(Beginning of Information supplied)
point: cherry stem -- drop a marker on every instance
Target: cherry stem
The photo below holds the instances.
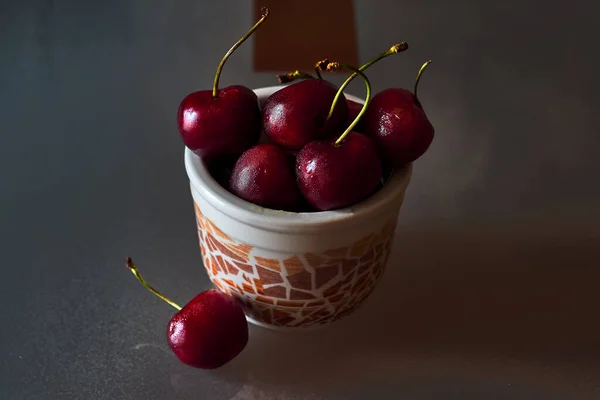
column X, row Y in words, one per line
column 335, row 66
column 397, row 48
column 292, row 76
column 132, row 267
column 265, row 13
column 321, row 66
column 423, row 68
(End of Information supplied)
## Problem statement
Which lines run from the one holding "Target: cherry stem" through the end of the records? Reproduce them word for word, both ends included, with no pictures.

## Output of the task
Target: cherry stem
The photo below holds the instances.
column X, row Y in words, one per line
column 335, row 66
column 397, row 48
column 292, row 76
column 132, row 267
column 265, row 13
column 321, row 66
column 423, row 68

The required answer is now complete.